* _Given task_:
Update the lines below by replacing every "white" with "ivory" and leaving everything else unchanged.

* _Raw data_:
.....

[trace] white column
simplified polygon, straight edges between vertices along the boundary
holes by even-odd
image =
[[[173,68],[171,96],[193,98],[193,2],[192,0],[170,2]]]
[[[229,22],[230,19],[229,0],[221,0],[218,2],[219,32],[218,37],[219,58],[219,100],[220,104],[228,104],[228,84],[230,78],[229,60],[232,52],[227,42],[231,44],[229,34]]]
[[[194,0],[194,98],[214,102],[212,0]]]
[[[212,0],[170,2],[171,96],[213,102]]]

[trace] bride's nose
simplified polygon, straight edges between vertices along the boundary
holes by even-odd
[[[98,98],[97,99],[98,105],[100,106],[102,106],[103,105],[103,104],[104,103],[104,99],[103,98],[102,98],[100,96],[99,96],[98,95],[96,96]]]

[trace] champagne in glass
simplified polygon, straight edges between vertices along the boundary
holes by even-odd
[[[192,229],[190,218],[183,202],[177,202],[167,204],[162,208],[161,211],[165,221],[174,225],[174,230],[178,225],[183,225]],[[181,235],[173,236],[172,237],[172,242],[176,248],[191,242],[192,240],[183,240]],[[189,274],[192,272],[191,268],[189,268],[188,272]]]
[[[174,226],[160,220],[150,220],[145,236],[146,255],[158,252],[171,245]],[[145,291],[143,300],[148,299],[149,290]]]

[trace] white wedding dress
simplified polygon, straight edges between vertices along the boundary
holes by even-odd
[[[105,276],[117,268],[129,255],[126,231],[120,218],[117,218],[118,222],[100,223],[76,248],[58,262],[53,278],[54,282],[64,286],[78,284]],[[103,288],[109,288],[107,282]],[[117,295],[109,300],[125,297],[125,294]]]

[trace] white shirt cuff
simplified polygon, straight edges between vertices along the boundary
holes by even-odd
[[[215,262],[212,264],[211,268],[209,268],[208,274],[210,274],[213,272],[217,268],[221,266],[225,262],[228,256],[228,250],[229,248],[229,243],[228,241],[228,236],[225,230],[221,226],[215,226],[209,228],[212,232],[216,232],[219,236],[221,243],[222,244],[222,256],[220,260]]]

.....

* _Expected answer_:
[trace] ivory column
simplified polygon, straight edges between vertices along the boundary
holes by even-odd
image =
[[[173,68],[171,96],[193,98],[193,2],[192,0],[170,2]]]
[[[229,22],[230,19],[229,0],[221,0],[218,2],[219,32],[218,37],[219,58],[219,100],[220,104],[228,104],[228,84],[230,78],[229,60],[232,52],[227,42],[231,44],[229,34]]]
[[[194,0],[194,98],[214,102],[212,0]]]
[[[212,0],[170,2],[171,96],[213,102]]]

[trace] bride's nose
simplified polygon, straight edges between vertices along the boundary
holes by even-odd
[[[98,98],[97,99],[98,105],[100,106],[102,106],[103,105],[103,104],[104,103],[104,99],[103,98],[102,98],[100,96],[99,96],[98,95],[96,96]]]

[trace] champagne in glass
simplified polygon, straight edges between vertices along the boundary
holes by even-odd
[[[192,229],[190,218],[183,202],[177,202],[167,204],[162,208],[161,211],[165,221],[174,225],[174,230],[178,225],[183,225]],[[181,235],[173,236],[172,237],[172,242],[176,248],[191,242],[192,240],[183,240]],[[189,274],[192,272],[191,268],[189,268],[188,272]]]
[[[174,226],[160,220],[150,220],[145,236],[146,255],[158,252],[171,245]],[[145,291],[143,300],[148,299],[149,290]]]

[trace] ivory wedding dress
simplified polygon, straight edges between vertices along the boundary
holes by even-odd
[[[105,276],[117,268],[129,255],[126,231],[120,218],[117,218],[118,222],[100,223],[76,248],[58,262],[53,278],[54,282],[64,286],[78,284]],[[103,288],[109,288],[107,282]],[[117,295],[109,300],[125,297],[125,294]]]

[trace] ivory shirt cuff
simplified polygon, straight edges between vertices along the boundary
holes by even-odd
[[[215,262],[212,264],[211,268],[209,268],[208,274],[210,274],[213,272],[217,268],[221,266],[225,262],[228,256],[228,250],[229,248],[229,243],[228,241],[228,236],[225,230],[221,226],[215,226],[209,228],[212,232],[216,232],[219,236],[221,243],[222,244],[222,256],[220,260]]]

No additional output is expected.